**Stored data entries:**
┌────────

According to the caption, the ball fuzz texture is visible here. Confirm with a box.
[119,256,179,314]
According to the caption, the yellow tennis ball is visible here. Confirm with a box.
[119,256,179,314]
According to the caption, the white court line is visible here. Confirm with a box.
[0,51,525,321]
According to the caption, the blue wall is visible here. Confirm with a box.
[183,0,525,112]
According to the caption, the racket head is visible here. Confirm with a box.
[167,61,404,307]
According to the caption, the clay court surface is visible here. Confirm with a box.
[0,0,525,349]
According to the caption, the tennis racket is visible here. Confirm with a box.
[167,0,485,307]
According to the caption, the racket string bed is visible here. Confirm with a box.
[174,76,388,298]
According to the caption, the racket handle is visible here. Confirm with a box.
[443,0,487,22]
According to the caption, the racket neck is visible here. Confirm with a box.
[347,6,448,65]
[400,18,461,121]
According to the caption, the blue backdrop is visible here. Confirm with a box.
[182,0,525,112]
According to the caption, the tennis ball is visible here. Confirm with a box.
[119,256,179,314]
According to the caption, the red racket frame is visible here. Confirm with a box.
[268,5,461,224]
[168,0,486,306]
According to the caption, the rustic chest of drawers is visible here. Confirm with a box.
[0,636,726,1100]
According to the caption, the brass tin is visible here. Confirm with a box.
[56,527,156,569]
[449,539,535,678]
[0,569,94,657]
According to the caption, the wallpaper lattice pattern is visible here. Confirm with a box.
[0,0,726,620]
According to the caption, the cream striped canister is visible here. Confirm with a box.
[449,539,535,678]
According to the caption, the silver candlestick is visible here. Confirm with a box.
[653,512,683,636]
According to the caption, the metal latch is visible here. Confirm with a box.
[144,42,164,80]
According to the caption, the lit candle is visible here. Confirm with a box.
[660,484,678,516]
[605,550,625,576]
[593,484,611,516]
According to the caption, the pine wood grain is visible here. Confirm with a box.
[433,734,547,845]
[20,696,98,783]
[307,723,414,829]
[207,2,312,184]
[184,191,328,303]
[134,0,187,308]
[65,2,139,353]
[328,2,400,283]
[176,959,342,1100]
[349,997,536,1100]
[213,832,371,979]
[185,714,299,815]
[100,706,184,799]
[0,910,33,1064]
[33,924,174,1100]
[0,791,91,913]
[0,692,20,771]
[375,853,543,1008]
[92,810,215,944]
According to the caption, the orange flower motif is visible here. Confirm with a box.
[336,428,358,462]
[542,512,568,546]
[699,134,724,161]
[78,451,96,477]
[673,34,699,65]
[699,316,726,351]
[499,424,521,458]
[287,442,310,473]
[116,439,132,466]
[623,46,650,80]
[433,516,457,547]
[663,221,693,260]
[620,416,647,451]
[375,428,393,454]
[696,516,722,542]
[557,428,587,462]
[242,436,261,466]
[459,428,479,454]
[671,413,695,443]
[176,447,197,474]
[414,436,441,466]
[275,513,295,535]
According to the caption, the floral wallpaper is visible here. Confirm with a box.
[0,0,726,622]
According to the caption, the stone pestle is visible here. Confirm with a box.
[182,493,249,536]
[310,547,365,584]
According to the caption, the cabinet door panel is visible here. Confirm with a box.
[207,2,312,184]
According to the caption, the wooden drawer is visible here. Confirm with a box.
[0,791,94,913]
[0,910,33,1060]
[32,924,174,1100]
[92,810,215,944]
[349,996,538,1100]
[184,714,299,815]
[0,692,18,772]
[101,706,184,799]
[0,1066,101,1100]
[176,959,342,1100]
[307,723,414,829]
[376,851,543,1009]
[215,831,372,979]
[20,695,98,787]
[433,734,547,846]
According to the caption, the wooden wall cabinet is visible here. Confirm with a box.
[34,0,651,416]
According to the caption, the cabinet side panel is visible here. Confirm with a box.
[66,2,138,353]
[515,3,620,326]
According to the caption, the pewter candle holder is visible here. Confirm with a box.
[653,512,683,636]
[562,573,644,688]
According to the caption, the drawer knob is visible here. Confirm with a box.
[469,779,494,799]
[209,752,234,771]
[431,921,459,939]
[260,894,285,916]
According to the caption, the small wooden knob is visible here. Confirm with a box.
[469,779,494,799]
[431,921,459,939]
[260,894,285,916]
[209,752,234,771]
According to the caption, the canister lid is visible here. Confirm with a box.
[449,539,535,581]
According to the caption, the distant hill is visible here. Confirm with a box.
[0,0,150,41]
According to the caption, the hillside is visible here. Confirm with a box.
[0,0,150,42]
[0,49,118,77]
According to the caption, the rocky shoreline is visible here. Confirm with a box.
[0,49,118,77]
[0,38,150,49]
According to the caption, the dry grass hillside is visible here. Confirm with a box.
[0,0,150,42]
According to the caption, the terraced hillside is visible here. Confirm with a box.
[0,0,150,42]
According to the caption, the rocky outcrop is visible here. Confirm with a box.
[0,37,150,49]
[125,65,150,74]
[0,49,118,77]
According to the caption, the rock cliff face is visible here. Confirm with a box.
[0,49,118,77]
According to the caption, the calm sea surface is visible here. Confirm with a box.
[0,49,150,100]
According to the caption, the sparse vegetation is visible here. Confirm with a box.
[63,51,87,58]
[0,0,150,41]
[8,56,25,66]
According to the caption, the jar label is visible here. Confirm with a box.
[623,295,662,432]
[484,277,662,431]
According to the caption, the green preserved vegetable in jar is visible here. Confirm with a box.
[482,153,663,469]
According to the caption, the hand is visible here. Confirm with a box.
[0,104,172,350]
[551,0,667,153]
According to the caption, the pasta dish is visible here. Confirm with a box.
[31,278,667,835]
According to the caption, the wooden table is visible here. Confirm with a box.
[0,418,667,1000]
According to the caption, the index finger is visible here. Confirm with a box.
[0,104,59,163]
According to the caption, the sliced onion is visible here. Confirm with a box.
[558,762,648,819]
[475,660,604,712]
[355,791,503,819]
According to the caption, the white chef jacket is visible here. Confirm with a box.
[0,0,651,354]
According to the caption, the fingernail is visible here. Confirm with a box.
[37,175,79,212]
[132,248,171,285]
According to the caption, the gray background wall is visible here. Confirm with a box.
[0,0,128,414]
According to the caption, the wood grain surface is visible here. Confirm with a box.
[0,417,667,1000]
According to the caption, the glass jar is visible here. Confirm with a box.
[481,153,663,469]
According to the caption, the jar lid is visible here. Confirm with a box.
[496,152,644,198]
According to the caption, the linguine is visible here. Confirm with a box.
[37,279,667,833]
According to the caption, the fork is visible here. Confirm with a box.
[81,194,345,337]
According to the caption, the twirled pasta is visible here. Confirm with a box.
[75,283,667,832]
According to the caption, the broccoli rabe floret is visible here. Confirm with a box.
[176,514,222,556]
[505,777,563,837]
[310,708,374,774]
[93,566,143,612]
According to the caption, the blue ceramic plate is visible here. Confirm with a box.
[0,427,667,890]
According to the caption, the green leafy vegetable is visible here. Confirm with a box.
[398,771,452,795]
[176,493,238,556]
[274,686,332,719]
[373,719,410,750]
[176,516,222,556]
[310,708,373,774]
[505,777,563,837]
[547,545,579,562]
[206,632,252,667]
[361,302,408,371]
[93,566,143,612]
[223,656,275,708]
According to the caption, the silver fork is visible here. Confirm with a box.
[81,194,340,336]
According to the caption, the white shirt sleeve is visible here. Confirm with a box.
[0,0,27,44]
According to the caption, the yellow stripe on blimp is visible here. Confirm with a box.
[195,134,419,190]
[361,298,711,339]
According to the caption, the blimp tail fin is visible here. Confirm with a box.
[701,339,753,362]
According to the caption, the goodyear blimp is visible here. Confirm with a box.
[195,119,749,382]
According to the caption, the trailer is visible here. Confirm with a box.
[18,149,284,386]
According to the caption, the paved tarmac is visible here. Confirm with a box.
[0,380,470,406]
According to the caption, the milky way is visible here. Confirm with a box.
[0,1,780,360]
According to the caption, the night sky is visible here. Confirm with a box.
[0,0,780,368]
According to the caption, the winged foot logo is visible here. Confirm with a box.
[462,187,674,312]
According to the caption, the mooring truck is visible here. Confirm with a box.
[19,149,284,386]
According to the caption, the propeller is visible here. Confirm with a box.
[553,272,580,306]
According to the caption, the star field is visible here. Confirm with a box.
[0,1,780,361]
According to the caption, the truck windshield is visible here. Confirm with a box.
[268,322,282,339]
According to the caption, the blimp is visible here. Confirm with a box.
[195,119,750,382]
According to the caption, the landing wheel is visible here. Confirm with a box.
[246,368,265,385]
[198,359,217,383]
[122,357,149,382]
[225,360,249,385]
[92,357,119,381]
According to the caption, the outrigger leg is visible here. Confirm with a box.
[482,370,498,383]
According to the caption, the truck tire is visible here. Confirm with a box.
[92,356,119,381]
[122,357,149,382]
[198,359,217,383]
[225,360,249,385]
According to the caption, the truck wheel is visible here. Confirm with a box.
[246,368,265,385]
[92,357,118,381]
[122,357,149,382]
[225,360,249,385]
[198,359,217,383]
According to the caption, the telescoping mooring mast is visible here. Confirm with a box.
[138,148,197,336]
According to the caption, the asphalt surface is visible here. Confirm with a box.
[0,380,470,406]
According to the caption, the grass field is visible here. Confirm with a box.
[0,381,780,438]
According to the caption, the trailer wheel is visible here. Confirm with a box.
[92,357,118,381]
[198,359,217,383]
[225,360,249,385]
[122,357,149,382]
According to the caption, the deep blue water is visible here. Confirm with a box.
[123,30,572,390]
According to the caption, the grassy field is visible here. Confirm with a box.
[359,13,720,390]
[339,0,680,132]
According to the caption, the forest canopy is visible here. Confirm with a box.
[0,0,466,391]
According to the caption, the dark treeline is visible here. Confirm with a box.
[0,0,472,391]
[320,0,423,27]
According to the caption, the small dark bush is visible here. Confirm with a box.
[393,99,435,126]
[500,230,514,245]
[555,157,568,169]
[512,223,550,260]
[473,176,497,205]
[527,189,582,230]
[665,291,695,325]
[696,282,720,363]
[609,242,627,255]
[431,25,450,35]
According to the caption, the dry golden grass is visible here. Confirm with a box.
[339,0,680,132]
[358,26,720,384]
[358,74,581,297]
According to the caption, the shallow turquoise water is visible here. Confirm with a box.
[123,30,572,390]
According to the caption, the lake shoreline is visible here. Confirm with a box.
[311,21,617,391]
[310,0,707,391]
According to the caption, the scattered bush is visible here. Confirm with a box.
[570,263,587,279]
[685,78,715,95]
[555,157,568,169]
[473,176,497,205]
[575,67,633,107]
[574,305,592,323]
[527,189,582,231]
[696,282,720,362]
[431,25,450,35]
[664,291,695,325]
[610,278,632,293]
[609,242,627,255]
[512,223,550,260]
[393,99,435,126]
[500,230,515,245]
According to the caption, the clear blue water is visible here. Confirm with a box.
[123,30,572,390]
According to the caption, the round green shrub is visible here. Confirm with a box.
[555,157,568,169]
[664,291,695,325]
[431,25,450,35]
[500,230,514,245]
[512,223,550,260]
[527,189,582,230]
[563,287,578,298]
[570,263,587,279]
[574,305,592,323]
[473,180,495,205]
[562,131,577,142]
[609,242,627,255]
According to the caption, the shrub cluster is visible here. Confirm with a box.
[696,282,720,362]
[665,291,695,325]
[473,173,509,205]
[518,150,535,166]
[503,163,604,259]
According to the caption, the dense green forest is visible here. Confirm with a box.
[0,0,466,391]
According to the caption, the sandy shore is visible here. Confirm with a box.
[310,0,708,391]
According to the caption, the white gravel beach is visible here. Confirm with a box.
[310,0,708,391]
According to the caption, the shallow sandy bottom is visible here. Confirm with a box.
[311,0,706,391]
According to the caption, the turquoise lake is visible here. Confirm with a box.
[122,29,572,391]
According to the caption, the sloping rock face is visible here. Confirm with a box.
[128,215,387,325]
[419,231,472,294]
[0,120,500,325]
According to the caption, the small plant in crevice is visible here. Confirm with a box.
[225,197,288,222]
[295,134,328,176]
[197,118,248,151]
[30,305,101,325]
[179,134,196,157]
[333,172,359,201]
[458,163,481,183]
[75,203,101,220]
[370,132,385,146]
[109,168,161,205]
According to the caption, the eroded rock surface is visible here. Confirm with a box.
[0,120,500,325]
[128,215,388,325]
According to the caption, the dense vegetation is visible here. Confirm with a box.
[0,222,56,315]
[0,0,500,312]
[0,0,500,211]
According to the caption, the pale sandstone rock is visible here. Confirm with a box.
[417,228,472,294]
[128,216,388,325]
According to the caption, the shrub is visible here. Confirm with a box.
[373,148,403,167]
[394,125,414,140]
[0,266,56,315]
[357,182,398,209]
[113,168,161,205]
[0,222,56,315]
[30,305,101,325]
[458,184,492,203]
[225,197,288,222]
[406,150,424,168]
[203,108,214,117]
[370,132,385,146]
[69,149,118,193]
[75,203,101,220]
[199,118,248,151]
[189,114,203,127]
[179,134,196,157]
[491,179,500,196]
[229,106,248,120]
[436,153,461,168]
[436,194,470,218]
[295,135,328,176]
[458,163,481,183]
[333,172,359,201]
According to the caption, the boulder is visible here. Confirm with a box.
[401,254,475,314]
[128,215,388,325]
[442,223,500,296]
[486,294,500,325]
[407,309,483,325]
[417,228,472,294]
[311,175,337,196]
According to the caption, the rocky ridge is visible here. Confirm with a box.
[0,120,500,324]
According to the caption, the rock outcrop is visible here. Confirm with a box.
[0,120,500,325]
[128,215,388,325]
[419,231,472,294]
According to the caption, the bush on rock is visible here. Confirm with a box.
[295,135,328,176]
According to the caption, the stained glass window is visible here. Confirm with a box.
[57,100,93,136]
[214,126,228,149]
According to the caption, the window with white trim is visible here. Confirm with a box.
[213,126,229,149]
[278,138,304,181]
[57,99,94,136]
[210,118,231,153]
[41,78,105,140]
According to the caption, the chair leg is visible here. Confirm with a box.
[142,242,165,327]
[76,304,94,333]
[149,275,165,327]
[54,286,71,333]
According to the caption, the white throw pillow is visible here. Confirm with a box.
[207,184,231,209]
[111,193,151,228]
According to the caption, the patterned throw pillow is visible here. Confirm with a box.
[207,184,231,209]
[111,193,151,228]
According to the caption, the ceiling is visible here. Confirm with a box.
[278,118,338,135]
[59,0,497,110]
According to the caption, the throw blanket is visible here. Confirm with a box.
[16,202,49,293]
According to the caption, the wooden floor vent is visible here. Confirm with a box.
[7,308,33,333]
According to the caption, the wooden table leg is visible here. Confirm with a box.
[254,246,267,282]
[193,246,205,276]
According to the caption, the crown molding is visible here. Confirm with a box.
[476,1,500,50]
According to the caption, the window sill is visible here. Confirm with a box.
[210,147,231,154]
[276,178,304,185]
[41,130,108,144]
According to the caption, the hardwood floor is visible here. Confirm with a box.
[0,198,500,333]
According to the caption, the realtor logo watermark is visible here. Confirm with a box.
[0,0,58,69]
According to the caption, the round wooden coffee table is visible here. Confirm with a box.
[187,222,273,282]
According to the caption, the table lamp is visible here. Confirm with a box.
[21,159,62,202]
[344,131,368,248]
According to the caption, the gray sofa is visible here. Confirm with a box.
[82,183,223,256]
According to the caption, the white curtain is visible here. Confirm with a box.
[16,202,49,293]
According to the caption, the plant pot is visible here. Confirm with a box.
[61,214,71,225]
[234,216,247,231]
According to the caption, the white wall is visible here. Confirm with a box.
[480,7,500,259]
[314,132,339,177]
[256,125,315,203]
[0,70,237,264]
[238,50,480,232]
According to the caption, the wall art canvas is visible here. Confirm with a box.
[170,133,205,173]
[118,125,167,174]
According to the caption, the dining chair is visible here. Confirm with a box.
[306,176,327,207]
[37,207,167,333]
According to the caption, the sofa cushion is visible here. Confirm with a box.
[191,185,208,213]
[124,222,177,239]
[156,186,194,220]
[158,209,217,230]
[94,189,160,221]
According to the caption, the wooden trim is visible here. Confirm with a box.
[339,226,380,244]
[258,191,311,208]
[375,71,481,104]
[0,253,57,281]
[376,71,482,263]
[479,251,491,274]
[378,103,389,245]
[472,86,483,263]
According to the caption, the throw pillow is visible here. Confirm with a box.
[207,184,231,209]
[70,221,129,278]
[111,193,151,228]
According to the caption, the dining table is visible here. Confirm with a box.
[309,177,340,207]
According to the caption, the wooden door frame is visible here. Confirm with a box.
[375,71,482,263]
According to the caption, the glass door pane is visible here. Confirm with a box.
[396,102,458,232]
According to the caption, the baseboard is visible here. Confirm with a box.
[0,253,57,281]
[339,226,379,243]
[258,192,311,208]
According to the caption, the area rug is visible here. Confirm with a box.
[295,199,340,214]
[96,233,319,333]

└────────

**JOB:**
Reproduce the records without alteration, starting at the first line and ending at the line that contains "[183,0,525,112]", with both of those lines included.

**RESPONSE FOR THIS EXERCISE:**
According to the caption, the ball fuzz texture is visible here. Confirm with a box.
[119,256,179,314]
According to the caption, the yellow tennis ball is visible here. Confirm with a box.
[119,256,179,314]
According to the caption, the white court line is visible here. Confirm with a box.
[0,51,525,321]
According to the caption, the blue wall is visible here. Confirm with a box.
[183,0,525,112]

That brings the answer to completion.